**Stored data:**
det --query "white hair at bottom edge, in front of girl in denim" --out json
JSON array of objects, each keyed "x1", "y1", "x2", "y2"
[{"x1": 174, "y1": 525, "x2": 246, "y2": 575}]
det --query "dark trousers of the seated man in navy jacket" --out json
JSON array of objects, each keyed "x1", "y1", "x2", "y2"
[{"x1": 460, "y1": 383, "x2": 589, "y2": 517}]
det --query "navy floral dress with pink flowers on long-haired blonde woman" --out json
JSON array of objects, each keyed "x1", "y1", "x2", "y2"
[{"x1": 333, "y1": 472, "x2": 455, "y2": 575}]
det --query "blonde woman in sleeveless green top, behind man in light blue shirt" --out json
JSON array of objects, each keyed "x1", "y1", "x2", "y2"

**What this task involves:** Every entry should be given again exactly as written.

**Solved problem:**
det --query "white hair at bottom edge, in front of girl in denim" --out json
JSON array of objects, each keyed "x1", "y1", "x2", "y2"
[{"x1": 174, "y1": 525, "x2": 246, "y2": 575}]
det --query "dark trousers of the seated man in navy jacket" --out json
JSON array of objects, each keyed "x1", "y1", "x2", "y2"
[{"x1": 460, "y1": 383, "x2": 589, "y2": 517}]
det --query "navy floral dress with pink flowers on long-haired blonde woman" --out json
JSON array of objects, each keyed "x1", "y1", "x2", "y2"
[{"x1": 333, "y1": 472, "x2": 455, "y2": 575}]
det --query "blonde woman in sleeveless green top, behind man in light blue shirt" --out json
JSON array of objects, each keyed "x1", "y1", "x2", "y2"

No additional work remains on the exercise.